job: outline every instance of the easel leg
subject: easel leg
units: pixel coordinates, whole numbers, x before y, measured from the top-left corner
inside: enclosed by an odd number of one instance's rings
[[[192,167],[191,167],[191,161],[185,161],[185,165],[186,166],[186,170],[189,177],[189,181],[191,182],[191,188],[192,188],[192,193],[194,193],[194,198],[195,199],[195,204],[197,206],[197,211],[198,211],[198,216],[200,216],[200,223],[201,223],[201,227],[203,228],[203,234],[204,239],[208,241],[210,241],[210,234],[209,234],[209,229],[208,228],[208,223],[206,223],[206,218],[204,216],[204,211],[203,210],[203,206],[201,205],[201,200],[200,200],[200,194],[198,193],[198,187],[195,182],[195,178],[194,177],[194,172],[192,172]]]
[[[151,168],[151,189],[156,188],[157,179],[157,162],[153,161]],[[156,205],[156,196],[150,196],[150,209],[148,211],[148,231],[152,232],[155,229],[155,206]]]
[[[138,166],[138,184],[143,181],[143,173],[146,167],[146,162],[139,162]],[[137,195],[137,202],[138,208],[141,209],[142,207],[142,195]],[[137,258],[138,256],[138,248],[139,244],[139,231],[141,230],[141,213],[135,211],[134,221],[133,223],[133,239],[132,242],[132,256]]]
________________
*Stated exercise*
Reproduce the records above with "easel leg" renamed to "tripod leg" wherever it occurs, leaving everything else untouched.

*Response to this task*
job: outline every instance of the tripod leg
subject: tripod leg
units: pixel coordinates, whole numbers, x before y, measured from the top-left corner
inside: enclosed by an odd number of one instance's rings
[[[192,167],[191,167],[191,161],[185,161],[185,165],[186,166],[186,170],[189,177],[189,181],[191,182],[191,188],[192,188],[192,193],[194,193],[194,198],[195,199],[195,204],[197,206],[197,211],[198,211],[198,216],[200,216],[200,223],[201,223],[201,227],[203,228],[203,234],[204,239],[208,241],[210,241],[210,234],[209,234],[209,229],[208,228],[208,223],[206,223],[206,218],[204,216],[204,211],[203,210],[203,206],[201,205],[201,200],[200,200],[200,194],[198,193],[198,187],[195,182],[195,178],[194,177],[194,172],[192,172]]]
[[[151,168],[151,189],[156,188],[157,179],[157,162],[153,161]],[[156,205],[156,196],[150,196],[150,209],[148,211],[148,231],[152,232],[155,229],[155,206]]]
[[[138,166],[138,184],[143,181],[143,173],[146,167],[146,162],[139,162]],[[137,195],[137,202],[138,208],[141,209],[142,207],[142,195]],[[137,258],[138,256],[138,248],[139,244],[139,231],[141,230],[141,213],[135,211],[134,221],[133,223],[133,239],[132,242],[132,256]]]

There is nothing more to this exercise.